» Material provided:
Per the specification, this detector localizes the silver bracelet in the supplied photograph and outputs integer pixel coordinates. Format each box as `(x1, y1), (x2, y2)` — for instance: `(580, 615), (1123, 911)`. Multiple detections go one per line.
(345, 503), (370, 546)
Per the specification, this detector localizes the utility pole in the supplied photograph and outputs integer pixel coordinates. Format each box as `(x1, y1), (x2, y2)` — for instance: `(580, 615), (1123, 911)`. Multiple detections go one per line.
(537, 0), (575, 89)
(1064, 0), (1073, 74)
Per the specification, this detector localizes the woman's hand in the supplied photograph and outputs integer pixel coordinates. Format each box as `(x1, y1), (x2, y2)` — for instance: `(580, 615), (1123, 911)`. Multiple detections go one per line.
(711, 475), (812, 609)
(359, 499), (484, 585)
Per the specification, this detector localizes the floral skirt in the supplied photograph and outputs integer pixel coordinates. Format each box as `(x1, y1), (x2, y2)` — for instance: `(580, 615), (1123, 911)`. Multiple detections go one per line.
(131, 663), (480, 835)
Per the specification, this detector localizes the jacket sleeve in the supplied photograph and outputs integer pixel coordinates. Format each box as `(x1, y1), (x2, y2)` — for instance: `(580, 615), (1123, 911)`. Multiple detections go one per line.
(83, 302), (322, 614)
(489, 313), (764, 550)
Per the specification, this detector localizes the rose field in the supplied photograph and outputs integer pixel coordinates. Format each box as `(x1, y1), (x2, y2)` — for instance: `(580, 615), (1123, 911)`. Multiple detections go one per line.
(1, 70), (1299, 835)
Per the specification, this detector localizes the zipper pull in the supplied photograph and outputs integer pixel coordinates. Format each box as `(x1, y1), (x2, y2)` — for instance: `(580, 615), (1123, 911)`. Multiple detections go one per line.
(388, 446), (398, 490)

» Task details: Everything from the line containing "Per the specification, this detector localizes the rose" through the last line of the listing must be reproduced exactly, and no other line.

» Result of this exercise:
Per the specification, this detector localizes the rose field in the supplied photograph and outputs integer pixel coordinates. Format each box as `(x1, y1), (x2, y2)` — for instance: `(580, 615), (1123, 911)`. Multiple detections go one per line.
(1, 70), (1299, 835)
Per the specification, this detector localizes the zipper pull in the supplied photograph and outputs integer pixel coordinates. Format each box as `(x1, y1), (x2, y2)` — for instance: `(580, 615), (1123, 911)`. Multiple detections go one per line.
(388, 446), (398, 490)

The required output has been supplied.